Records from a data source:
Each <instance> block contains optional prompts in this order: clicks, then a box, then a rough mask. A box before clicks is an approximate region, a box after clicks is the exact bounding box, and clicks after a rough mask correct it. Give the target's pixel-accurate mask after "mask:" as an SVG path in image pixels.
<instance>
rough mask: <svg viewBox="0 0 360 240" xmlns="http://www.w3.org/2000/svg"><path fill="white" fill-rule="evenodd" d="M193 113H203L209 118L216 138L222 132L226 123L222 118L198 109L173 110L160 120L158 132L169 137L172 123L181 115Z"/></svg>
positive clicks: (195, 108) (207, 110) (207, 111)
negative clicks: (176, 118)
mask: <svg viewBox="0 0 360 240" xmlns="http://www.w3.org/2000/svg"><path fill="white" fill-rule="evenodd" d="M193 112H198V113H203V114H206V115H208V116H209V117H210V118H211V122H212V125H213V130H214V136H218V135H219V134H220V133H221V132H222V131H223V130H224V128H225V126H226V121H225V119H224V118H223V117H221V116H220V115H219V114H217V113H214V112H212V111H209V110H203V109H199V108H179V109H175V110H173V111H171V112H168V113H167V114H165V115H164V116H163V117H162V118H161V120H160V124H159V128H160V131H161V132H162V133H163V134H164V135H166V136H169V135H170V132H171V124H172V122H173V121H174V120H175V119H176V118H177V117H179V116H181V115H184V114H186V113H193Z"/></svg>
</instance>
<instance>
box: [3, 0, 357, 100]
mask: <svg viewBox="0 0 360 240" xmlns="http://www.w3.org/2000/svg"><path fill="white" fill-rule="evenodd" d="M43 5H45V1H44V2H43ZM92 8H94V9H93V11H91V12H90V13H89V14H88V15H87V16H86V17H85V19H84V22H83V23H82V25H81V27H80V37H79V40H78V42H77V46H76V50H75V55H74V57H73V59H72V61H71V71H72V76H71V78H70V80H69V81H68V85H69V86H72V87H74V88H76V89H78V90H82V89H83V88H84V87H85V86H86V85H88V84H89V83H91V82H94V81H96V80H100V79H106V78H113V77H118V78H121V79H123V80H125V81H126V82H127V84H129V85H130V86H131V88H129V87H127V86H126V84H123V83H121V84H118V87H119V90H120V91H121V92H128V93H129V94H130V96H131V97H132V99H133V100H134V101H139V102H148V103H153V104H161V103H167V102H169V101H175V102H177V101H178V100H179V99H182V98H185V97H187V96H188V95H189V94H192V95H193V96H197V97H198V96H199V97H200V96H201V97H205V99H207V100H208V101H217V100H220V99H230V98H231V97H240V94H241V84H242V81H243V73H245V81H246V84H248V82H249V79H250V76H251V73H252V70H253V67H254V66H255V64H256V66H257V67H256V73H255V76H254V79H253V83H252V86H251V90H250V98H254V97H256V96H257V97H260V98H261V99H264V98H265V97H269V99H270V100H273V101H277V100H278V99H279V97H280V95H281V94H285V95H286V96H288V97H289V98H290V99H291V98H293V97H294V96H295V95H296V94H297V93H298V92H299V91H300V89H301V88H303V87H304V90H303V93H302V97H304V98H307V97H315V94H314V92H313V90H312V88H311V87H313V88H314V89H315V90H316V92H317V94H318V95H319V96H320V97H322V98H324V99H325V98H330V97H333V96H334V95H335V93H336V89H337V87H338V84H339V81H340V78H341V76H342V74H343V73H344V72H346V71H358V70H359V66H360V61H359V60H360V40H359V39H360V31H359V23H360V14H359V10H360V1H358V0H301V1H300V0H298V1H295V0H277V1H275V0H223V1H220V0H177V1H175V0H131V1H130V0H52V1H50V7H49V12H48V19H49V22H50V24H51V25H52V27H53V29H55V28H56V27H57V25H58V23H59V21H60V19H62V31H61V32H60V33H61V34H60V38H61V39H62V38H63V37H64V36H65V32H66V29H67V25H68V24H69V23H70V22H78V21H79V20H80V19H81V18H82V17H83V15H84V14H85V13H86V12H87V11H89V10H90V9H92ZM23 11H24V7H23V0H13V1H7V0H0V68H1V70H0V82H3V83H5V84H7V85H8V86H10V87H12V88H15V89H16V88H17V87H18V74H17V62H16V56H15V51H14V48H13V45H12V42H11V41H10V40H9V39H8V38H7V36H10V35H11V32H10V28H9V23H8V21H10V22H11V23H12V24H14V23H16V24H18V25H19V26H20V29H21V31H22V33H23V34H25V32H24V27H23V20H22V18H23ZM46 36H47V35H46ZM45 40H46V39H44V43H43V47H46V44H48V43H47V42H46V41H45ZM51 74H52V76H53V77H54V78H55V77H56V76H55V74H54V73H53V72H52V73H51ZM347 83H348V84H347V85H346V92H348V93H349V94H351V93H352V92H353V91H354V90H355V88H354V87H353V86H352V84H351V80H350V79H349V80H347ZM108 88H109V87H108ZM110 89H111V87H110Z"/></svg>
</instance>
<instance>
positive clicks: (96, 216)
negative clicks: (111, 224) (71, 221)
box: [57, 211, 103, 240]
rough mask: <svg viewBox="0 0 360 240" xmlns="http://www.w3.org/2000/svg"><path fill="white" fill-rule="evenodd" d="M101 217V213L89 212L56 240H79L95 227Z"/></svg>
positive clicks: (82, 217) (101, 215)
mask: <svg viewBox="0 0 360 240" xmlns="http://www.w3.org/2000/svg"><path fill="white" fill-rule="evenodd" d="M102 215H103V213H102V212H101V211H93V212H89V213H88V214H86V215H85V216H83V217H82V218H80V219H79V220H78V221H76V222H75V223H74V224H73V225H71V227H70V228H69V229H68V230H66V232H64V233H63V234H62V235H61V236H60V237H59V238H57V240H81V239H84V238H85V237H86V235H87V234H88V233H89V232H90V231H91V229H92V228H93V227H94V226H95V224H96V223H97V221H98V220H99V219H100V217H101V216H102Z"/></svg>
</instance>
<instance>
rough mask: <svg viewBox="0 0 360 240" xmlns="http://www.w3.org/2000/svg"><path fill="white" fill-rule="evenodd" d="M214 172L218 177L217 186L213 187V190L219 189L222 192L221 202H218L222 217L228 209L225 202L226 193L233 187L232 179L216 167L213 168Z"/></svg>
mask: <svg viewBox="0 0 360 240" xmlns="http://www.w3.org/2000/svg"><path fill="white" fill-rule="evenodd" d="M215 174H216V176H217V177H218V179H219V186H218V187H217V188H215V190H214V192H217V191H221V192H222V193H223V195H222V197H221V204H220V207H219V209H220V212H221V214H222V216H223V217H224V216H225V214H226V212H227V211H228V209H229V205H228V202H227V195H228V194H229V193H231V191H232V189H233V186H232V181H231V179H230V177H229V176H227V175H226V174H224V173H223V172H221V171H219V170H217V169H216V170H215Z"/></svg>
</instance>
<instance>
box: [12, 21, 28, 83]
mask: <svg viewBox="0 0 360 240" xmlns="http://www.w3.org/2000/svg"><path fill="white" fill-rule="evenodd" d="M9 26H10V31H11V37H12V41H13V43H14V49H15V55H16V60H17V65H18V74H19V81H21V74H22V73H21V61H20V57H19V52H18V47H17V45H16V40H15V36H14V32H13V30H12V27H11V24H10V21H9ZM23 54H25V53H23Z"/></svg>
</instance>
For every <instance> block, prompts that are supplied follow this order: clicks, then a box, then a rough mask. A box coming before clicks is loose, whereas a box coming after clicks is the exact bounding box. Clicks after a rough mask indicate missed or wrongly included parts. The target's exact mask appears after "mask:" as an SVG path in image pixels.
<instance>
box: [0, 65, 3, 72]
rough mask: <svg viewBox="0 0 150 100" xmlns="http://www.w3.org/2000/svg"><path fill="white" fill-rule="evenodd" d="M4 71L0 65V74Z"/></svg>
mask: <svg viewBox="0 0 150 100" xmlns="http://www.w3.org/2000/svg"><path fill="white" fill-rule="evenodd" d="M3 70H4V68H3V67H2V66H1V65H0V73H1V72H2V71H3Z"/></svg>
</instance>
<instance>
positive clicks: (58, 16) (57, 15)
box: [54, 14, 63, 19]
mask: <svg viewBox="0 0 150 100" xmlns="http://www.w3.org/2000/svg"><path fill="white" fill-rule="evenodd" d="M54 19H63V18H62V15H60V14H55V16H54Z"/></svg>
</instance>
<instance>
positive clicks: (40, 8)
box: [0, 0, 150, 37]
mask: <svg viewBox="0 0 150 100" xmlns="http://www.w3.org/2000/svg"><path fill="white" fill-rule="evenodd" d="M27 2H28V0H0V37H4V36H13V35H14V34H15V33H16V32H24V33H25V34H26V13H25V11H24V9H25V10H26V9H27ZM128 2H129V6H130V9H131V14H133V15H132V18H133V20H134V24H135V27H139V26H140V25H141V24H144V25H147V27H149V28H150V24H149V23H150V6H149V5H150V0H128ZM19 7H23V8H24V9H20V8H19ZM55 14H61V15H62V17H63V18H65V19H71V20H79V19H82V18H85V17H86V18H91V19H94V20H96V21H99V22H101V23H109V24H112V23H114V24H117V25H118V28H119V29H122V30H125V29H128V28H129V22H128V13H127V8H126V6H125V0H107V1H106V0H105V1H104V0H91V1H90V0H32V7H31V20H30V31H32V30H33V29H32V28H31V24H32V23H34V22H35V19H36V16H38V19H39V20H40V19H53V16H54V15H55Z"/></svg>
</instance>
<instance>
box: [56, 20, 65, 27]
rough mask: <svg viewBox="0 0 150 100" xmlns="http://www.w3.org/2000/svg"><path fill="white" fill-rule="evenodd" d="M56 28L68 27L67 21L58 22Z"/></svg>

Exercise details:
Lines containing the word "order" are to be pulled from the records and copied.

Answer to this problem:
Each <instance> block contains optional prompts in this order: clicks, then a box, then a rough mask. A box before clicks is an approximate region, a box after clicks is the exact bounding box, and clicks after a rough mask correct it. Give the target's pixel-accurate mask after "mask:" as an SVG path in image pixels.
For every <instance> block, prompts that are supplied follow this order: clicks, then a box, then a rough mask. A box coming before clicks is loose, whereas a box coming after clicks is the exact bounding box. Clicks after a rough mask indicate missed or wrongly included parts. The target's exact mask appears after "mask:" as an SVG path in image pixels.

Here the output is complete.